__Dokumentauszug__:

◆ ◆ ◆ ◆ ◆ ◆ ◆

Geistheilung und Geistiges Heilen in Japan und der Schweiz

Projektleitung

Prof. Dr. Dorothea Lüddeckens, Universität Zürich

Prof. Dr. Monika Schrimpf, Universität Tübingen

Projektmitarbeitende

Eri Itō, Hokkaidō Universität in Sapporo, Japan

Yurina Hayashi, Hokkaidō Universität in Sapporo, Japan

Tomoko Schlüter, Hokkaidō Universität in Sapporo, Japan

Selina Bloch, Universität Zürich, Schweiz

Anne-Christine Halter, Universität Zürich, Schweiz

Leon Wiggenhauser, Universität Tübingen, Deutschland

Projektbeschreibung

Geistiges Heilen, in der Schweiz als «Geistheilung» oder «spirituelles Heilen», in Japan z.B. als «supirichuaru hīringu» スピリチュアル・ヒーリング bezeichnet, zählt zu den Heilverfahren der sogenannten «Alternativen Medizin». Sowohl das Angebot als auch die Nachfrage scheint in den vergangenen 20 Jahren zugenommen zu haben.

◆ ◆ ◆ ◆ ◆ ◆ ◆

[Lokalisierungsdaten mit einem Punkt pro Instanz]
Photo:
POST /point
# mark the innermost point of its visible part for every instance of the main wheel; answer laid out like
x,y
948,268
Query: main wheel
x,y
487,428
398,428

◆ ◆ ◆ ◆ ◆ ◆ ◆

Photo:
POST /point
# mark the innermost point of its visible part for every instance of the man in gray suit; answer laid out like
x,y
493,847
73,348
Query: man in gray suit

◆ ◆ ◆ ◆ ◆ ◆ ◆

__Aufgaben__:
1 - Prüfe für jede Aussage, ob sie mit dem Dokumentauszug übereinstimmt. Antworte jeweils mit Ja oder Nein und zitiere die entscheidenden Worte wörtlich. (a) Monika Schrimpf ist an der Universität Tübingen tätig. (b) Leon Wiggenhauser gehört zur Universität Zürich. (c) Angebot und Nachfrage scheinen in den vergangenen 20 Jahren abgenommen zu haben.
2 - Zu welchen Heilverfahren zählt das Geistige Heilen laut dem Dokumentauszug?
3 - Gib aus dem Dokumentauszug den Abschnitt von „Geistiges Heilen, in“ bis einschließlich „zugenommen zu haben.“ wörtlich wieder.
Die Daten stammen aus einer anderen Quelle.

__Lösungen__:
1 -
(a) Ja: „Prof. Dr. Monika Schrimpf, Universität Tübingen“
(b) Nein: „Leon Wiggenhauser, Universität Tübingen, Deutschland“
(c) Nein: „Sowohl das Angebot als auch die Nachfrage scheint in den vergangenen 20 Jahren zugenommen zu haben.“

2 - Zu den Heilverfahren der sogenannten «Alternativen Medizin».

3 -
Geistiges Heilen, in der Schweiz als «Geistheilung» oder «spirituelles Heilen», in Japan z.B. als «supirichuaru hīringu» スピリチュアル・ヒーリング bezeichnet, zählt zu den Heilverfahren der sogenannten «Alternativen Medizin». Sowohl das Angebot als auch die Nachfrage scheint in den vergangenen 20 Jahren zugenommen zu haben.